It’s Saturday morning and Jorge Cabanillas, 26, is speaking to a circle of community organizers in a park square off 82nd Street and Baxter Avenue that intersects the Jackson Heights-Corona-Elmhurst neighborhoods. Amid the sounds of the nearby 7 train, ambulance cars en route to Elmhurst Hospital, and warm salutations in Spanish by passersby, Cabanillas is on a mission to stop gentrification.
He’s joined by four other members of Queens Neighborhoods United (QNU) and 8 volunteers who spend one Saturday a month warning small businesses about the new Target coming to the area. Higher rents, the erasure of neighborhood culture and local businesses are a few of the specific concerns.
Cabanillas is not naive about the mixed feelings the community may have in bringing a brand name retailer into the mix of mom-and-pop shops along 82nd street.
“There may be people who are pro-Target,” he says. “Historically they have been excluded from these amenities in their neighborhood. But the other side is that it will not benefit the community in the long-
term as rents [are likely to] increase for everybody.”
Pushback on the development has been ongoing since Target announced its expansion of a small-format store in the community in May. The “discount chic” retailer already has four Queens locations in Elmhurst, College Point, Flushing, and Forest Hills.
Grassroots groups like QNU see the development on 82nd street as an anchor to future displacement of business owners and families. The intersecting communities are already threatened by the myriad of issues caused by overcrowding, rising rents, and a shortage of affordable housing. Even Cabanillas, who grew up in the community, was forced to move with his family to distant College Point for cheaper housing.
An Old Navy and Banana Republic and Gap Outlets have already occupied space on the south side of 82nd street since 2015—development, QNU says, pushed out several Colombian restaurant and business owners from a stretch of retail along 82nd street locally referred to as Calle de Colombia.
Target is the first retailer to sign a lease to occupy a portion of what is to become the “Shoppes at 82nd Street.” The development will be built where the former historic Jackson Heights Theatre and other small businesses sat on 82nd Street. Purchased by Sun Equity Partners and the Heskel Group for $27 million in September 2016, the planned 160,000-square-foot-building development is one of many for the developers, whose goal is to bring top-tier commercial business into the community. Sun Equity has developed several residential properties in Manhattan and New Jersey, and have plans to bring mixed-used developments to the Bronx. Heskel has been behind the development of a few commercial retail buildings in Forest Hills, Queens as well as Manhattan.

Instructions to follow
Copy the passage of the Jackson Heights Target article starting with "Cabanillas is not" and going on through "along 82nd street.", word for word.

Extracted records:
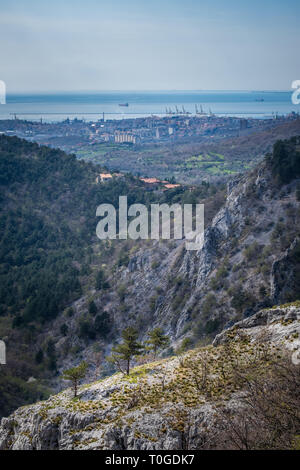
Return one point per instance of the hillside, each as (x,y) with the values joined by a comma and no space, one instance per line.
(67,296)
(242,393)
(50,257)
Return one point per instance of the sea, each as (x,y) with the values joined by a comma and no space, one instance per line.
(90,106)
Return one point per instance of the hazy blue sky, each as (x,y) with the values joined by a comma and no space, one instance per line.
(149,45)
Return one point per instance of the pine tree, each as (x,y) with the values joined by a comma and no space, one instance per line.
(75,374)
(126,351)
(157,340)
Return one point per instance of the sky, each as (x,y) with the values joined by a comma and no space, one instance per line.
(76,45)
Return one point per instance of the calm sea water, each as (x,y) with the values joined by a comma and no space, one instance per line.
(90,106)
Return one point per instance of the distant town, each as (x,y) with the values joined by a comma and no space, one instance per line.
(71,134)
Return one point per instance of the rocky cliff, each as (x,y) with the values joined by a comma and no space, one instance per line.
(177,403)
(249,261)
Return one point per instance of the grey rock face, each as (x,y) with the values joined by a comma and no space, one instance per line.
(95,421)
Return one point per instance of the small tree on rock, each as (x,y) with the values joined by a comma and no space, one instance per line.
(157,340)
(75,374)
(123,353)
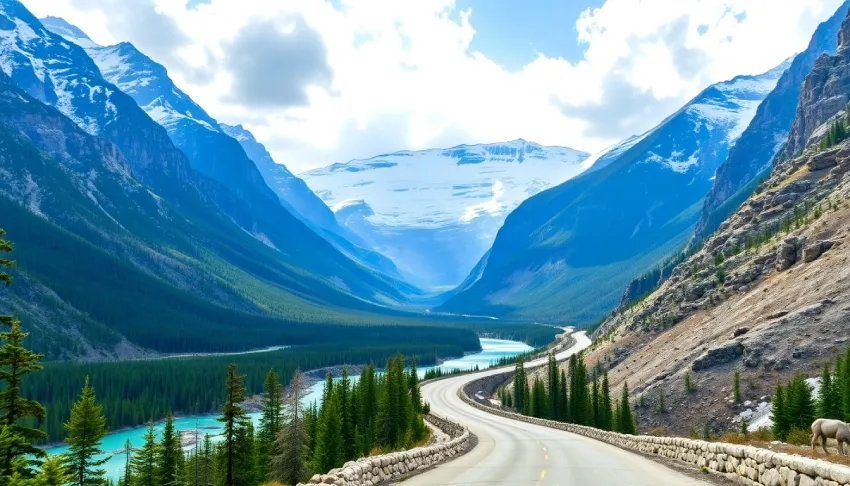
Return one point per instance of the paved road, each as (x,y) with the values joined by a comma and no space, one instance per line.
(512,452)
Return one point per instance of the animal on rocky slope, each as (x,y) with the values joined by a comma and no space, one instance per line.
(830,429)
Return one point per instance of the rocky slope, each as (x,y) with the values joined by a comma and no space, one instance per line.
(435,212)
(752,154)
(767,296)
(583,241)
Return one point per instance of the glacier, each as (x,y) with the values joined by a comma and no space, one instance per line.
(436,212)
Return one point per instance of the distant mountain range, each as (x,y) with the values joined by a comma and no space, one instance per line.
(751,157)
(566,254)
(150,227)
(436,212)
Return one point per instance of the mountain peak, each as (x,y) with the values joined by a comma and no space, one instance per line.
(68,31)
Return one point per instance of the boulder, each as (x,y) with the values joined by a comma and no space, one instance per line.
(718,356)
(823,160)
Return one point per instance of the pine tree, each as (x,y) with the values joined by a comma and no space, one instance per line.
(84,430)
(206,470)
(539,400)
(368,400)
(415,392)
(245,457)
(563,400)
(606,413)
(271,409)
(128,471)
(626,421)
(520,386)
(781,424)
(290,465)
(16,363)
(145,462)
(826,404)
(170,452)
(800,404)
(736,387)
(233,418)
(330,452)
(595,403)
(53,473)
(346,407)
(554,381)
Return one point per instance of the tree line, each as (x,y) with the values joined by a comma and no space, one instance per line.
(795,406)
(572,396)
(375,414)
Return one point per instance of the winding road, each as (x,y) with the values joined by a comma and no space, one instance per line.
(512,452)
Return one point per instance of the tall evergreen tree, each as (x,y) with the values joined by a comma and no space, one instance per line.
(539,400)
(800,404)
(605,412)
(53,473)
(170,452)
(290,465)
(779,411)
(520,387)
(271,409)
(415,392)
(330,451)
(233,417)
(127,480)
(368,399)
(563,400)
(554,380)
(827,406)
(84,430)
(595,403)
(16,363)
(145,462)
(245,457)
(206,464)
(346,403)
(626,421)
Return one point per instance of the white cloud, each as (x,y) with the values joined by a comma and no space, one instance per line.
(403,76)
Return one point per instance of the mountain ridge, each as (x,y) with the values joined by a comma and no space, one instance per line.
(410,204)
(574,235)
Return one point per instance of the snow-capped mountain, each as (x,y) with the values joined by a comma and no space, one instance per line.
(636,204)
(435,212)
(768,131)
(210,148)
(224,196)
(300,200)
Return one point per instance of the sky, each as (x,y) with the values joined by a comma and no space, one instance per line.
(324,81)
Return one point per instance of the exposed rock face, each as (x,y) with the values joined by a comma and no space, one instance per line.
(823,95)
(757,146)
(718,356)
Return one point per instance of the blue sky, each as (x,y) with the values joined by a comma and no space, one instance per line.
(512,32)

Response to the exercise
Cabanillas is not naive about the mixed feelings the community may have in bringing a brand name retailer into the mix of mom-and-pop shops along 82nd street.